Passage
"""

The last part of my tale is the hardest to tell. My life became a roller coaster from 2009 until… well, now. I feel like maybe the brakes have been put on and I’m finally pulling in to the station where you get off the roller coaster and move on to more calm rides, though I still wonder in the back of my mind when the next bomb will drop, what will go terribly wrong next. The bingeing and starving did not stop, they got worse, but I felt better. I was more in control. People were even complimenting me on how I looked. So I continued to not eat whenever I needed to take just a little more weight off.
I kept thinking things would get better if I looked better and I finally reached 105. That was such a big milestone for me that I decided a few more pounds would be even better and maybe a number below 105 would be the magic number, where my life would settle down and my marriage would be repaired and everything would be good again.
There aren’t many photos of me during this time, but there are is one set from a paddle boarding day. I weighed 102 in the photos. I can still point out the flaws in those pictures, the parts of me that don’t look right. Not long after that day I hit 100 pounds. I felt like I could manage my weight and I’d never have to see those high numbers again.
While I was in control of my weight, I was out of control with everything else. My life was still crumbling around me and things kept happening that threatened to destroy everything I wanted. I was so lonely. Over that period of time, just as I was thinking a weight in the double digits would be the key, I began to realize that something bigger was wrong and that maybe my weight, the way I looked, the picture I had created, was not going to fix anything.
Miraculously, I stumbled on Portia de Rossi’s book, Unbearable Lightness: A Story of Loss and Gain. It saved me. In those pages I read about her struggle and I identified with the words she said, the emotions she felt. I saw myself and something clicked in me. I knew I had to stop the cycle of bingeing and starving. She seemed to be in a better place in her life after dealing with her eating disorder, a different method than I used, but they are all just as destructive. I had thought I was in control all this time. I wasn’t…food was.

"""

Dataset content
"""

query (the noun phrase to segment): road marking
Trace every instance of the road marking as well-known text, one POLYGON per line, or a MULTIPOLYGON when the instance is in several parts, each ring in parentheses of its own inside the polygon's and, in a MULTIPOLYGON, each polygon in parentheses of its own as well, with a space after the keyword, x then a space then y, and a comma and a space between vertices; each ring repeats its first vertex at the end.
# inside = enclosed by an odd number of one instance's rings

"""

Activity 1
Decide whether each statement below agrees with the passage, answering yes or no and quoting the exact words of the passage that settle it. (a) After reaching 105 pounds, the writer aimed for an even lower weight. (b) Many photos of the writer survive from this period. (c) Reading Portia de Rossi's book made the writer realize the cycle of bingeing and starving had to stop.
Activity 2
Reproduce, word for word, the part of the passage that opens with the words containing "I kept thinking" and closes with "be good again.".

Exercise solution 1
(a) Yes: "maybe a number below 105 would be the magic number"
(b) No: "There aren’t many photos of me during this time"
(c) Yes: "I knew I had to stop the cycle of bingeing and starving."

Exercise solution 2
I kept thinking things would get better if I looked better and I finally reached 105. That was such a big milestone for me that I decided a few more pounds would be even better and maybe a number below 105 would be the magic number, where my life would settle down and my marriage would be repaired and everything would be good again.